Adakah filsafat Indonesia? Pertanyaan ini telah digarap-serius oleh banyak pegiat filsafat dan filsuf Indonesia sejak lama. Dan jawabannya, ada! Ia sedang meringkuk di balik tarian, adat, ukiran, ritual, mitos dan objek budaya lainnya, menunggu untuk ditemukan, lalu dipublikasi sebagai literatur filsafat Indonesia. Setidaknya begitulah yang dipahami banyak orang. Saras Dewi, dosen filsafat Universitas Indonesia, dalam artikelnya, “Menjalin Filsafat Indonesia” bertutur bahwa dirinya pernah terjun dalam riset-riset untuk mengungkap gemah ripah loh jinawi kearifan di balik budaya lokal dan mengajarkannya pada mahasiswa di mata kuliah Filsafat Timur.1
Artikel itu terbit pada 2 Oktober 2021 di Kompas dan dua hari kemudian terbit artikel tanggapan “Membangun Filsafat Indonesia” yang ditulis Banin D. Sukmono di situs web Antinomi.2 Banin berargumen cara berfilsafat Indonesia demikian itu irelevan. Anggaplah ditemukan dalam kebudayaan X punya kearifan X1, lalu X1 relevan dengan sistem pendidikan C. Selanjutnya apa? Karena itu, tawaran Banin adalah kontribusi menjawab persoalan-persoalan filsafat kontemporer, tak peduli apakah caranya kebarat-baratan sekalipun. Hanya dengan begitu filsafat “kita” menjadi bagian dari percakapan filsafat dunia.
Tentu tesis Banin juga tidak sepi dari tanggapan lanjutan. Silakan Anda membaca lanjutan polemik di Antinomi. Namun, persoalan ini tidak akan menjadi perhatian. Yang akan saya bicarakan dalam tulisan ini adalah, seperti kata Hizkia Yosias Polimpung dalam satu ceramahnya, dapur para filsuf3, sesuatu yang sebelum filsafat Indonesia itu dikerjakan. Maksud dari dapur itu: Kondisi macam apa memungkinkan kita merajut/membangun filsafat Indonesia?
Basis Filsafat: Kerja Reproduksi
Dalam bangunan kapitalisme, sebagaimana dianalisis feminis-Marxsis4, dikenal dua jenis kerja yang sama-sama dieksploitasi: produksi dan reproduksi. Kerja produksi adalah kerja berupah yang dibayar langsung oleh pemodal. Seperti, buruh pabrik, satpam, tukang leding, karyawan start-up, dan sebagainya. Mereka mendapatkan upah atas kerja yang menghasilkan komoditas yang dikehendaki pemodal; buruh tekstil menghasilkan kain, satpam menjaga keamanan, tukang leding memperbaiki saluran air, dan karyawan start-up menghasilkan neraca keuangan, desain grafis, dan sebagainya.
Jam empat sore lewat, para buruh pulang dengan tubuh lemas, perut keroncongan, dan suasana hati muram. Pertanyaannya, siapa yang menyiapkan tempat tidur atau sofa yang bersih, makanan bergizi seimbang, dan menampung keluh kesah mereka agar besok bisa kembali bekerja lagi? Istri atau pembantu rumah tangga. Pemodal tidak membayar istri dan pembantu rumah tangga, padahal, tanpa mereka, para buruh tidak akan sanggup bertahan, kembali bekerja di keesokan hari. Pemodal hanya membayar kerja yang tampak di depan mereka saja.

:::

*Soal Latihan*.
Tolong cetak tanpa perubahan bagian dari teks tentang filsafat Indonesia di atas yang dibuka dengan kata-kata yang memuat "Basis Filsafat: Kerja" dan ditutup dengan "grafis, dan sebagainya.".

*Data Tersedia*.
:::

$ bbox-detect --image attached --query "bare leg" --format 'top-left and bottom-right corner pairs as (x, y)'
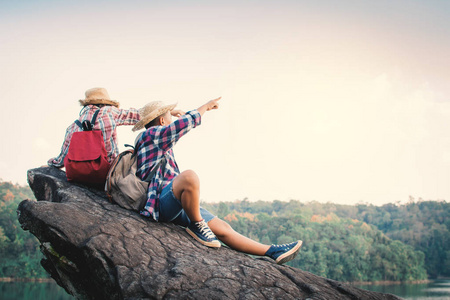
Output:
(172, 170), (202, 222)
(208, 218), (270, 256)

:::

*Jawaban Tertulis*.
Basis Filsafat: Kerja Reproduksi
Dalam bangunan kapitalisme, sebagaimana dianalisis feminis-Marxsis4, dikenal dua jenis kerja yang sama-sama dieksploitasi: produksi dan reproduksi. Kerja produksi adalah kerja berupah yang dibayar langsung oleh pemodal. Seperti, buruh pabrik, satpam, tukang leding, karyawan start-up, dan sebagainya. Mereka mendapatkan upah atas kerja yang menghasilkan komoditas yang dikehendaki pemodal; buruh tekstil menghasilkan kain, satpam menjaga keamanan, tukang leding memperbaiki saluran air, dan karyawan start-up menghasilkan neraca keuangan, desain grafis, dan sebagainya.